Input material

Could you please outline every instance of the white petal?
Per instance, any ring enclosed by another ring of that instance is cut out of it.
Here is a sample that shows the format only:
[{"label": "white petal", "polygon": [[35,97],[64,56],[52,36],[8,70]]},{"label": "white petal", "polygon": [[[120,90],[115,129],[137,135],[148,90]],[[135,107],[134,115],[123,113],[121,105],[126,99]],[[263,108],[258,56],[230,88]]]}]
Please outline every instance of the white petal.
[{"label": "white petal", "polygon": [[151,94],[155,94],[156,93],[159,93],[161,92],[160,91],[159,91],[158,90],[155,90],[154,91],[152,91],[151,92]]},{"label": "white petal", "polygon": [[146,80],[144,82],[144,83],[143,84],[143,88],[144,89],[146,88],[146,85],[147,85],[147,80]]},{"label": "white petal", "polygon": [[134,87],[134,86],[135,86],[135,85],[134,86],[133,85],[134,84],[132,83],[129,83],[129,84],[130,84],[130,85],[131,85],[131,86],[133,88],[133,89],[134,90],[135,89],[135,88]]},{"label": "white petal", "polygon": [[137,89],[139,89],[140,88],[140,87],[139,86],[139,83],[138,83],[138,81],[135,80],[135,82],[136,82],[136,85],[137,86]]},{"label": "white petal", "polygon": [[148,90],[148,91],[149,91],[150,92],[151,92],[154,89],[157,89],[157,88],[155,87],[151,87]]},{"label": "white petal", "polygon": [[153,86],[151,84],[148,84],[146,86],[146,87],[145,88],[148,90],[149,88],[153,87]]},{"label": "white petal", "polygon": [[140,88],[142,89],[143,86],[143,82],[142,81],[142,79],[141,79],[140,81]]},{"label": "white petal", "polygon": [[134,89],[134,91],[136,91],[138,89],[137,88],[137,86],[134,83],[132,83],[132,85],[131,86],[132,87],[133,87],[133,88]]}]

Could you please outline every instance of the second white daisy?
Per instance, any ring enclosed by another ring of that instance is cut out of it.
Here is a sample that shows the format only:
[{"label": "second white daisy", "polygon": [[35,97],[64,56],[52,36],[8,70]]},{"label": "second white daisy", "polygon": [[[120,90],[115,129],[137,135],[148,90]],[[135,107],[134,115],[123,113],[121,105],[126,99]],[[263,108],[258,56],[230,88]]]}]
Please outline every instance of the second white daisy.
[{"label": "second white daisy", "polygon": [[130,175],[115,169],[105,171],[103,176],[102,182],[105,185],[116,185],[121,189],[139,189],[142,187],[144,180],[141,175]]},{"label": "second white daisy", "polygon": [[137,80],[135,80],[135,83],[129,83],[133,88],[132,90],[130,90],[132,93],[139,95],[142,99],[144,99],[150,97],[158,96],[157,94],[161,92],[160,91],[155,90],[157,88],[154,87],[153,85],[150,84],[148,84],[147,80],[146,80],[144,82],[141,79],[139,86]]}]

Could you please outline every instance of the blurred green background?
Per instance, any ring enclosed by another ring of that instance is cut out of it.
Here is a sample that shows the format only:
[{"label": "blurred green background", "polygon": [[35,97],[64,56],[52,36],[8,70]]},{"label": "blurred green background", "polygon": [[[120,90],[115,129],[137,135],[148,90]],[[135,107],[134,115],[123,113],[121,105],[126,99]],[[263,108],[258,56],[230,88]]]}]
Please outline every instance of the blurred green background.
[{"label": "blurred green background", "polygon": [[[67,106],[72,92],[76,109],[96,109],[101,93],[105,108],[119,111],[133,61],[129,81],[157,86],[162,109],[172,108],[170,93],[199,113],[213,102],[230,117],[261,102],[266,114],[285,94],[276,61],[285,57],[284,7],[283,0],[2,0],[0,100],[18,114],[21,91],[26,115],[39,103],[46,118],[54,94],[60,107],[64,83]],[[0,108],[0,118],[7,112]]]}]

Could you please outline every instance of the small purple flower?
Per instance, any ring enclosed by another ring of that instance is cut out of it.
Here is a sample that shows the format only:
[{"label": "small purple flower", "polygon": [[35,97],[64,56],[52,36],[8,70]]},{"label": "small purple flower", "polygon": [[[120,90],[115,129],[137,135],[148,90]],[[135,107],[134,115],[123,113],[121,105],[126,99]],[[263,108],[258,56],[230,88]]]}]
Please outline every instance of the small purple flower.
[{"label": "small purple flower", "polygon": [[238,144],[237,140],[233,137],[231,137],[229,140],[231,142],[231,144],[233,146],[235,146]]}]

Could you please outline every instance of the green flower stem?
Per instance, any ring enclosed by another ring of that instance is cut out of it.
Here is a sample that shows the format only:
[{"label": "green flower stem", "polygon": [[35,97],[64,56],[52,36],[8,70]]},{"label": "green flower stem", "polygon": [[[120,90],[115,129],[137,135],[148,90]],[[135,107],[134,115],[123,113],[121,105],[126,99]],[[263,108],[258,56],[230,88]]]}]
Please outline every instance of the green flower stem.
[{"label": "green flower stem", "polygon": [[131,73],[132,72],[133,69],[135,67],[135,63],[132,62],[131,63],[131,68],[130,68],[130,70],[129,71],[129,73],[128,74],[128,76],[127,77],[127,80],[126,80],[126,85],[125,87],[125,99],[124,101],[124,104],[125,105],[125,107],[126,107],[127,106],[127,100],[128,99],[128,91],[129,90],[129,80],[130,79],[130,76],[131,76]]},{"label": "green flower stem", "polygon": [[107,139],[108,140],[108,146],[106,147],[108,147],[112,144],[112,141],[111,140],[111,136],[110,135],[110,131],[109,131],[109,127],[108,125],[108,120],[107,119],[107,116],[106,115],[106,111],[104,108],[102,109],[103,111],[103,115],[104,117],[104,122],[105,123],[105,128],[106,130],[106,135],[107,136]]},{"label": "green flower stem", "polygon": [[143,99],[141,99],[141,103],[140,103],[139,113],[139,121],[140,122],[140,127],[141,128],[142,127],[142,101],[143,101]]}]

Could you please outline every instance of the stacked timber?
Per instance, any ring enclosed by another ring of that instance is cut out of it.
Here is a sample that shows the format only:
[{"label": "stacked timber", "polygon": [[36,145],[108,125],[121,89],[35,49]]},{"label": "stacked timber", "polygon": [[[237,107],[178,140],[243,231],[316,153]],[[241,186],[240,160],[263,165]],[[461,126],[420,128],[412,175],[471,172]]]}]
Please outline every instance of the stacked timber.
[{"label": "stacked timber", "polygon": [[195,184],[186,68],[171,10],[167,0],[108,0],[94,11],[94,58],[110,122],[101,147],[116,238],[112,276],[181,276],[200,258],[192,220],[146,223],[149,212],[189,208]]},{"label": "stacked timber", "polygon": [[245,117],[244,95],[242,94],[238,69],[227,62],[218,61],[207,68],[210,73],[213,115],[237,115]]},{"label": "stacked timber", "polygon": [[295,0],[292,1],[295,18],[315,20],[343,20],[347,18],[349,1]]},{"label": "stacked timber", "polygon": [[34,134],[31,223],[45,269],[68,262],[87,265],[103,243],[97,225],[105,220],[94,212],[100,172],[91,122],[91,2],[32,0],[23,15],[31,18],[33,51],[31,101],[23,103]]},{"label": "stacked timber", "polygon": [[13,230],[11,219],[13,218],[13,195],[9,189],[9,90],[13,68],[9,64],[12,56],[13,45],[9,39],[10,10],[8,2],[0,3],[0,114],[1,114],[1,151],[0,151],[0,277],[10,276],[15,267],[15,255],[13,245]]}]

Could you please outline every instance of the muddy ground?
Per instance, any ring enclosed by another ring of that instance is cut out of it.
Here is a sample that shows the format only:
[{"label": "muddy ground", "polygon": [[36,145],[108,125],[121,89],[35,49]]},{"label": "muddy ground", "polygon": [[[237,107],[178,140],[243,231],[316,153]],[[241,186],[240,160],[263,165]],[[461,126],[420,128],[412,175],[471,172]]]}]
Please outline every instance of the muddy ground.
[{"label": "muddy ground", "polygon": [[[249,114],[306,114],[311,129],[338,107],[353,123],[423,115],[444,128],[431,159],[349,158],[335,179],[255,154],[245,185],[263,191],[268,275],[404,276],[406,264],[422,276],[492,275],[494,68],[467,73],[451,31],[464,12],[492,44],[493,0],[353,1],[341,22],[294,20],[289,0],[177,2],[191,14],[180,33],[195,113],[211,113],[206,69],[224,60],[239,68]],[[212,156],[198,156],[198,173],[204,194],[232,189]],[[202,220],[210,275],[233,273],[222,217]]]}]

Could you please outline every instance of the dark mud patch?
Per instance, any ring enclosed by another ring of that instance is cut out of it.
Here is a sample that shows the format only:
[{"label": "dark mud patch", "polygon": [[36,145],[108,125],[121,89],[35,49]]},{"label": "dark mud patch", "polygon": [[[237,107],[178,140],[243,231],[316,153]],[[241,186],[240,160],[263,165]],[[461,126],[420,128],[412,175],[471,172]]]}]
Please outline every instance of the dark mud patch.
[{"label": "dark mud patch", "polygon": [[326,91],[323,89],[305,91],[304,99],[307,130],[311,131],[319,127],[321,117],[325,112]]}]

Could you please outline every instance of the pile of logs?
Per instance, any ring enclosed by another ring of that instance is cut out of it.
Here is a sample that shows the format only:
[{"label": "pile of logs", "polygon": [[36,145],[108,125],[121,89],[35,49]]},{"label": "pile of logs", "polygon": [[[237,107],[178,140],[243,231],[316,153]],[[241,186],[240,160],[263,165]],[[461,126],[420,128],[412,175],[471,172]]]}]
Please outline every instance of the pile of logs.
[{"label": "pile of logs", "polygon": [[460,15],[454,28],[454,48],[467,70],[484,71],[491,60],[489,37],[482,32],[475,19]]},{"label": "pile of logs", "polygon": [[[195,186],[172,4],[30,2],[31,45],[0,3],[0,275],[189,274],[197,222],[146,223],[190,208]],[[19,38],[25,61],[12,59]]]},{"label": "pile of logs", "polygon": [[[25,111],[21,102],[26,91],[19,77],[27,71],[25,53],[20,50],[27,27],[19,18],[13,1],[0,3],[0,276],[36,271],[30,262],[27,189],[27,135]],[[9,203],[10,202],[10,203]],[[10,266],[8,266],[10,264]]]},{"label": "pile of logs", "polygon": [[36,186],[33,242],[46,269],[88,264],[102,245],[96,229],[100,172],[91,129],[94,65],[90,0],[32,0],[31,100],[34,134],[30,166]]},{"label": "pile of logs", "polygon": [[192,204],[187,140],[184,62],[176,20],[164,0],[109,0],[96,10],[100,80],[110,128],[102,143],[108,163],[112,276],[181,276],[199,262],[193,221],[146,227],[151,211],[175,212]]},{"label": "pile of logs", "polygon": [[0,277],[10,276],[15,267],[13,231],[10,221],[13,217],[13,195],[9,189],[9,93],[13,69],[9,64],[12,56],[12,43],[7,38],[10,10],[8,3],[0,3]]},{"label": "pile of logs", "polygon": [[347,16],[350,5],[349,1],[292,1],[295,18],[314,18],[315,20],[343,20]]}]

Exercise aim
Copy the data word for word, starting at its first line and stopping after the line that contains "Please outline every instance of the white petal.".

Output of the exercise
Could you please outline every instance of the white petal?
Per instance, any ring enclosed by another ring of that instance is cut out of it.
Here is a sample that shows the format only:
[{"label": "white petal", "polygon": [[35,97],[64,56],[52,36],[8,70]]},{"label": "white petal", "polygon": [[[120,90],[115,129],[137,135],[148,90]],[[135,107],[134,115],[123,113],[121,105],[126,99]],[[263,108],[258,56],[230,88]]]}]
Please outline every instance of the white petal.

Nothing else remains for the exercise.